● **Source extract**:
* * * * * * * * *
Karunanidhi, seated in a car, sandwiched between two DMK leaders, his spectacles askew, his shirt ripped in places and appearing disturbed and shaken, said, “See what they have done to me? They tried to kill me.”
It was symbolic of the politics of vengeance for which Tamil Nadu had become notorious. The mini flyover case in which Karunanidhi and his son M K Stalin were accused of causing Rs 12crore loss to the Chennai Corporation was subsequently dropped by the state police for want of sufficient evidence.
It’s a different issue that the case was not pursued. But the developments only widened the political rift and deepened the personal enmity between the two leaders and set the tone for a genre of politics that saw them boycotting assembly sessions when the other was chief minister or avoiding being together in any interactive platform.
When Karunanidhi returned to govern the state from 2006 to 2011, his regime pursued with diligence the corruption cases against Jayalalithaa, her close aide V K Sasikala and her family members and a host of bureaucrats. The cases had been initiated during Jayalalithaa’s first tenure (1991-96).
* * * * * * * * *
● **Problems and tasks**:
- a) Reproduce word for word the section of the Tamil Nadu politics passage between "Karunanidhi, seated in" and "any interactive platform.", inclusive.
- b) Write the next part of the passage on Karunanidhi and Jayalalithaa, picking up after its final sentence.

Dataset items
* * * * * * * * *
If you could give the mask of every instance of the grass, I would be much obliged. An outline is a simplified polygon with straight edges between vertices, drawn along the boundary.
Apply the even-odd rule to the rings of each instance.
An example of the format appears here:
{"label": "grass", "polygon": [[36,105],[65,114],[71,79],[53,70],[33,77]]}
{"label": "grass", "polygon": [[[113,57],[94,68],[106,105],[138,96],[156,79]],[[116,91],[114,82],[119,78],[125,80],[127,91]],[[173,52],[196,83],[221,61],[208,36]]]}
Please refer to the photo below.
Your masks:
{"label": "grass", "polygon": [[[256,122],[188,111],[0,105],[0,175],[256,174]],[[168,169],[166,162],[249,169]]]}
* * * * * * * * *
● **Results**:
- a)
Karunanidhi, seated in a car, sandwiched between two DMK leaders, his spectacles askew, his shirt ripped in places and appearing disturbed and shaken, said, “See what they have done to me? They tried to kill me.”
It was symbolic of the politics of vengeance for which Tamil Nadu had become notorious. The mini flyover case in which Karunanidhi and his son M K Stalin were accused of causing Rs 12crore loss to the Chennai Corporation was subsequently dropped by the state police for want of sufficient evidence.
It’s a different issue that the case was not pursued. But the developments only widened the political rift and deepened the personal enmity between the two leaders and set the tone for a genre of politics that saw them boycotting assembly sessions when the other was chief minister or avoiding being together in any interactive platform.

- b)
While the Sarkaria Commission’s stinging indictment of the DMK government in the mid-1970s was recalled occasionally in the context of the cleverness with which the ‘scientific corruption’ was allegedly carried out, neither Karunanidhi nor Stalin, currently the DMK working president, was ever singed by allegations of wrong-doings.
After his arch rival M G Ramachandran’s death in December 1987, there was little room in Tamil Nadu’s bi-polar politics for any other player, barring himself and AIADMK leader Jayalalithaa. He took forward Periyar’s rationalist ideals, showcased the self-respect movement and authored the first freebie (free televisions for every poor household) in Tamil Nadu, fashioned after a model welfare state.
Starting his political career when he was just 14, Karunanidhi idolised Dravidar Kazhagam founder-leader Periyar (E V Ramasamy) and threw himself into a movement that ushered in path-breaking social reforms. Born in Thirukkuvalai, an agrarian hamlet in the coastal district of Nagapattinam, on June 3, 1924, Karunanidhi, fired by social cause, plunged into activism at the age of 14.
The story goes that his father, hailing from the isai vellallar community of nadaswaram players, took him out of school and enrolled him in a religious mutt in Thanjavur so that he would learn to play the instrument. But the boy, disturbed by the obsequious behaviour of his nadaswaram teacher towards the mutt manager, walked out, vowing never to touch the instrument again.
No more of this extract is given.